Extracted information:
════════════════════

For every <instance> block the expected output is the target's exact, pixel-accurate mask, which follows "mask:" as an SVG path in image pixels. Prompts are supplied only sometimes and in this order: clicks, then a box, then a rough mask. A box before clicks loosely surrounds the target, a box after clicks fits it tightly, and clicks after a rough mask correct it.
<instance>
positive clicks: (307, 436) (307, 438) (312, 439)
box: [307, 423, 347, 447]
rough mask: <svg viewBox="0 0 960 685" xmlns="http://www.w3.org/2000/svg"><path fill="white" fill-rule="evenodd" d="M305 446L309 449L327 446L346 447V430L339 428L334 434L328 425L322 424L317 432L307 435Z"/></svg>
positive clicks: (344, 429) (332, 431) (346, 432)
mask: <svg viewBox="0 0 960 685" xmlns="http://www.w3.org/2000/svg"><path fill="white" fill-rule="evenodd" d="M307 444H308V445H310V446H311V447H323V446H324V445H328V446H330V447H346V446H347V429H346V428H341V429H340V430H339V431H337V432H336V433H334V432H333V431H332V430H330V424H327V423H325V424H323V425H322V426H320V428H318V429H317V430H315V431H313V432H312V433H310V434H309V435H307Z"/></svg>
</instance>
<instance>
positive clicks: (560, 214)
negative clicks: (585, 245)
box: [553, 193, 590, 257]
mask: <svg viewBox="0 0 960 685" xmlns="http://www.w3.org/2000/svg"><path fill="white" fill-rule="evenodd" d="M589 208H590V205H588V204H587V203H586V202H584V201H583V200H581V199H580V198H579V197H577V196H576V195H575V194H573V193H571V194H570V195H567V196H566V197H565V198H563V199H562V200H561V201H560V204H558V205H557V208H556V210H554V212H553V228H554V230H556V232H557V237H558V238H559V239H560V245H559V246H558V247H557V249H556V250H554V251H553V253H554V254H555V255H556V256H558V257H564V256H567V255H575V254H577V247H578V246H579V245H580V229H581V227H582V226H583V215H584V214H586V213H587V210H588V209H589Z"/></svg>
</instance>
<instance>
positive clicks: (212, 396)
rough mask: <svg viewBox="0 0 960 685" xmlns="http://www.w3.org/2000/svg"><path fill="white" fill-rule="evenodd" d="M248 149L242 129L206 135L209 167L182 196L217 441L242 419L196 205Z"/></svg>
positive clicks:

════════════════════

Brief: Exactly reproduce all of the entries.

Result of the task:
For every <instance> block the expected output is the target's exact, pixel-accurate mask, which follows "mask:" as an SVG path in image pixels. Prompts are supplied only sometimes and in this order: clicks, then a box, then a rough mask. A box before clicks loosely surrounds the target, a box after clicks fits it tightly, and clicks after a rough mask correct it.
<instance>
positive clicks: (307, 436) (307, 438) (312, 439)
box: [307, 423, 347, 447]
rough mask: <svg viewBox="0 0 960 685" xmlns="http://www.w3.org/2000/svg"><path fill="white" fill-rule="evenodd" d="M305 446L309 449L327 446L346 447V430L339 428L334 434L328 425L322 424L317 432L307 435Z"/></svg>
positive clicks: (344, 429) (332, 431) (346, 432)
mask: <svg viewBox="0 0 960 685" xmlns="http://www.w3.org/2000/svg"><path fill="white" fill-rule="evenodd" d="M307 444H308V445H310V446H311V447H323V446H324V445H328V446H330V447H346V446H347V429H346V428H341V429H340V430H339V431H337V432H336V433H334V432H333V431H332V430H330V424H327V423H325V424H323V425H322V426H320V428H318V429H317V430H315V431H313V432H312V433H310V434H309V435H307Z"/></svg>
</instance>
<instance>
positive clicks: (560, 214)
negative clicks: (585, 245)
box: [553, 193, 590, 257]
mask: <svg viewBox="0 0 960 685" xmlns="http://www.w3.org/2000/svg"><path fill="white" fill-rule="evenodd" d="M589 208H590V205H588V204H587V203H586V202H584V201H583V200H581V199H580V198H579V197H577V196H576V195H575V194H573V193H571V194H570V195H567V196H566V197H565V198H563V199H562V200H561V201H560V204H558V205H557V208H556V210H554V212H553V228H554V230H556V232H557V237H558V238H559V239H560V245H559V246H558V247H557V249H556V250H554V251H553V253H554V254H555V255H556V256H558V257H564V256H567V255H575V254H577V247H578V246H579V245H580V229H581V227H582V226H583V215H584V214H586V213H587V210H588V209H589Z"/></svg>
</instance>
<instance>
positive clicks: (212, 396)
rough mask: <svg viewBox="0 0 960 685" xmlns="http://www.w3.org/2000/svg"><path fill="white" fill-rule="evenodd" d="M248 149L242 129L206 135L209 167L182 196L217 441L242 419L196 205Z"/></svg>
positive clicks:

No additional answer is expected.